═══ Содержимое набора данных ═══
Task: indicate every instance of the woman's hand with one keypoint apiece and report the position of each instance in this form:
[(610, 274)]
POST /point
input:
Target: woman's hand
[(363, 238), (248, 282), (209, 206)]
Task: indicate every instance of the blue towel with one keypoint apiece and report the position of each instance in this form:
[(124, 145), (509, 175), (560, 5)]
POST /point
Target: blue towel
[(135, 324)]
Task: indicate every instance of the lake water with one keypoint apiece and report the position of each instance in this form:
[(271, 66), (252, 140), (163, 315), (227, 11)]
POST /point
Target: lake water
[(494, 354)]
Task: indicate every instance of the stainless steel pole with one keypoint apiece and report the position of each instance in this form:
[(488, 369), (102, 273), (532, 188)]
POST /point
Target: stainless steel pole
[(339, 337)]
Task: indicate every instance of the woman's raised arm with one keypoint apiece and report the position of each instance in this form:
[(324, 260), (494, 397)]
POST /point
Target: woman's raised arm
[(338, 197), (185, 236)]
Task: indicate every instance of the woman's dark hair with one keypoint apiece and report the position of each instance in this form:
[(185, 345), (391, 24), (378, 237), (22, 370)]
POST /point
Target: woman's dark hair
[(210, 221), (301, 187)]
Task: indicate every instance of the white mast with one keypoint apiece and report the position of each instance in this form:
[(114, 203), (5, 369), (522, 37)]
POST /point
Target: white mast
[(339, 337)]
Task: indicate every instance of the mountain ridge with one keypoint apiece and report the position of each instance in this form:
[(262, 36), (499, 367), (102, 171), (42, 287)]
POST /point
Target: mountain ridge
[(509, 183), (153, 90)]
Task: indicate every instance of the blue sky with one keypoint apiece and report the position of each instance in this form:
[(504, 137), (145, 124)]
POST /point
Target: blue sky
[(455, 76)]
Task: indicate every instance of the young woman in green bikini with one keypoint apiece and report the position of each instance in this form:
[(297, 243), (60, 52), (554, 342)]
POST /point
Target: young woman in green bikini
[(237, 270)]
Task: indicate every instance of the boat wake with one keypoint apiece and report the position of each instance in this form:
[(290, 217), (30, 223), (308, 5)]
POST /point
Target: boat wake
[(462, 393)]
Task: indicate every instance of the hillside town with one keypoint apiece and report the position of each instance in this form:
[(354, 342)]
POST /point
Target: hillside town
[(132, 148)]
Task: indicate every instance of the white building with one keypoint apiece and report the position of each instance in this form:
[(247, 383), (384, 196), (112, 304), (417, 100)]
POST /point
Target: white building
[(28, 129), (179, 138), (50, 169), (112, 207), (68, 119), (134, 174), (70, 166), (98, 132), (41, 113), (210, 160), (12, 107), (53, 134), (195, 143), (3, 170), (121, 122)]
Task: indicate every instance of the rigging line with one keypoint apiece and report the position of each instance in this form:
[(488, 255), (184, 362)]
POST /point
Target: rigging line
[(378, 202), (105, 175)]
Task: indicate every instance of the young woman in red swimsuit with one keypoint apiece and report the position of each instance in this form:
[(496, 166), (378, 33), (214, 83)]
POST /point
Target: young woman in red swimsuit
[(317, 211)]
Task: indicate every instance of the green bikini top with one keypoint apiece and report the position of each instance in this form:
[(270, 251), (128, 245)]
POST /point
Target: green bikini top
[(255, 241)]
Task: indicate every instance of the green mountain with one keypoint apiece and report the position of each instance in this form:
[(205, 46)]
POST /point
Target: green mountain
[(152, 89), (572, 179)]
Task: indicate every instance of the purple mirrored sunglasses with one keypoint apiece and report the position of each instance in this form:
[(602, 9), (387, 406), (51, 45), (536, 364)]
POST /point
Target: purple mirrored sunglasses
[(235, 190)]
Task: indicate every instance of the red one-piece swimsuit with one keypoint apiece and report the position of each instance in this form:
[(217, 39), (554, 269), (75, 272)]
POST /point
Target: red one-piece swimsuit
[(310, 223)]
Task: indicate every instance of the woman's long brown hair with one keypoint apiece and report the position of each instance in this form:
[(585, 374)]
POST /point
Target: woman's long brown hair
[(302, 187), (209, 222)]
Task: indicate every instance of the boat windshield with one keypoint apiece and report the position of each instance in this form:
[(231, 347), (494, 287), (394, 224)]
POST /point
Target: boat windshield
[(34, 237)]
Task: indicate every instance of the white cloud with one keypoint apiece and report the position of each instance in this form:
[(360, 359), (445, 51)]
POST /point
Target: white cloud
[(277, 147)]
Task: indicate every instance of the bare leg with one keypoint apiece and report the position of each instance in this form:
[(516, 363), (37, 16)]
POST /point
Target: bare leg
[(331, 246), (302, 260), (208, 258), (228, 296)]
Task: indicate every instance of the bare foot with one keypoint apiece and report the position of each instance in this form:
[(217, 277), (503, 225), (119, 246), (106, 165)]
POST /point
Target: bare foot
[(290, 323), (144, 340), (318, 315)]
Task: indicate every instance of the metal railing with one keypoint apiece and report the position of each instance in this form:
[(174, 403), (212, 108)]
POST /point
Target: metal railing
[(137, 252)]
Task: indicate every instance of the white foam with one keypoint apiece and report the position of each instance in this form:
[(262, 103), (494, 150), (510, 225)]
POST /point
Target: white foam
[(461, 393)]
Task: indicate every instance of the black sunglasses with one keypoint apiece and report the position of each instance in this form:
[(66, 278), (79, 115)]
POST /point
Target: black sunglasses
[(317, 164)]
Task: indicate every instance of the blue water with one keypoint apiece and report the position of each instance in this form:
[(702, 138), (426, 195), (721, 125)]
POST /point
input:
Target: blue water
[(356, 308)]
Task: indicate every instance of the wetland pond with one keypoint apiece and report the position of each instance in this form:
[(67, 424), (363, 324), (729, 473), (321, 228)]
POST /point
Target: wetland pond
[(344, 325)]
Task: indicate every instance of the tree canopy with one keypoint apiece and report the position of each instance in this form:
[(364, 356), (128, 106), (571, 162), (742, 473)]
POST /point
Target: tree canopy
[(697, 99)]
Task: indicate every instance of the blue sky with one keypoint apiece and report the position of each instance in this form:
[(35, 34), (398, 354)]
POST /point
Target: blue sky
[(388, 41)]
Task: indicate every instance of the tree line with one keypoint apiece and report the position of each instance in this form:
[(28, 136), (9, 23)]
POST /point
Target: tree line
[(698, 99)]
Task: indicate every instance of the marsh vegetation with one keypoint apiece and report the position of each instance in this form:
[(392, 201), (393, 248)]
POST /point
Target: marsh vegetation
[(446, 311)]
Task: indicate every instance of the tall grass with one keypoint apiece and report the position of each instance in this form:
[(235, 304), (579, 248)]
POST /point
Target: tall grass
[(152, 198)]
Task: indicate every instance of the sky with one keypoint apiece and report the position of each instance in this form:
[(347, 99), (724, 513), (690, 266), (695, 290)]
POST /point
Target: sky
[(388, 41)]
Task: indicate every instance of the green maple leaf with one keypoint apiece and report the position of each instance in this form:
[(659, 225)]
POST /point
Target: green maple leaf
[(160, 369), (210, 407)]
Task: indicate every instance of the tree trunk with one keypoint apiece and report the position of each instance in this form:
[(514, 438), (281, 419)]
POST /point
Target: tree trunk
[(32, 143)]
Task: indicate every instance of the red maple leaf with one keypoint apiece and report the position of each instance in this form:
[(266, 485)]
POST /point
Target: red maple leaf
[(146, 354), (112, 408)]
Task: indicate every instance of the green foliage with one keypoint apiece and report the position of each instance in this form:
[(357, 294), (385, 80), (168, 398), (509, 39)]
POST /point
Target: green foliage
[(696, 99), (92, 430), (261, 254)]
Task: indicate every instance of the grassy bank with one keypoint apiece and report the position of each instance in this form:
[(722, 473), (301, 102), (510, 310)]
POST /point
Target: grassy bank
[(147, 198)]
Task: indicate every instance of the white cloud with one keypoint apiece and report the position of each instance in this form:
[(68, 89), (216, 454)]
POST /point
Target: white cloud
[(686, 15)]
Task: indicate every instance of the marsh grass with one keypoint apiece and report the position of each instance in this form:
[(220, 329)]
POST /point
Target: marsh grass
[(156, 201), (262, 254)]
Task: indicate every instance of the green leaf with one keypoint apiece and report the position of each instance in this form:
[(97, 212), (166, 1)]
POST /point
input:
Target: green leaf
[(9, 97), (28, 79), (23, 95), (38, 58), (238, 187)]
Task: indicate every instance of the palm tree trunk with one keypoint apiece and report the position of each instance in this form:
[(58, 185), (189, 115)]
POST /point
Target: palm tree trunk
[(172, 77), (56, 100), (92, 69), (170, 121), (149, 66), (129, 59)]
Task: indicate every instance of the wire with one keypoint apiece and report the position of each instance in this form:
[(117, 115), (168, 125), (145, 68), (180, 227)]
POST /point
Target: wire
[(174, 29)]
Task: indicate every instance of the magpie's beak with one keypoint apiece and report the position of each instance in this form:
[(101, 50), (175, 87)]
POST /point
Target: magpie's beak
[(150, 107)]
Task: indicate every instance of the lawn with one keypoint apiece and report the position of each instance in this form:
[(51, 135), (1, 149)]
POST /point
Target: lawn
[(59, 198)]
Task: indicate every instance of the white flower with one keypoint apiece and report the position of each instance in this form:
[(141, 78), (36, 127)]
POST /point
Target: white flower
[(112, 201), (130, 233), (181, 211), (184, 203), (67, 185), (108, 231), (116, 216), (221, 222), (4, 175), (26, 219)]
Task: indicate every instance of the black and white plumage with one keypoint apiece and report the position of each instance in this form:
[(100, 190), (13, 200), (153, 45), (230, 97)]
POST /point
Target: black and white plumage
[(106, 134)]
═══
- Задание: Продублируйте без каких-либо изменений строки записей, начиная со строки, содержащей "Task: indicate every instance of the green mountain", и заканчивая строкой, содержащей "[(302, 187), (209, 222)]", включая обе эти строки.

- Ответ на задание:
Task: indicate every instance of the green mountain with one keypoint apiece and report the position of each instance in this form:
[(205, 46)]
POST /point
Target: green mountain
[(152, 89), (572, 179)]
Task: indicate every instance of the purple mirrored sunglasses with one keypoint apiece and report the position of each instance in this form:
[(602, 9), (387, 406), (51, 45), (536, 364)]
POST /point
Target: purple mirrored sunglasses
[(235, 190)]
Task: indicate every instance of the red one-piece swimsuit with one keypoint apiece and report the position of each instance in this form:
[(217, 39), (554, 269), (75, 272)]
POST /point
Target: red one-piece swimsuit
[(310, 223)]
Task: indicate every instance of the woman's long brown hair with one keypoint apiece and report the position of each instance in this form:
[(585, 374)]
POST /point
Target: woman's long brown hair
[(302, 187), (209, 222)]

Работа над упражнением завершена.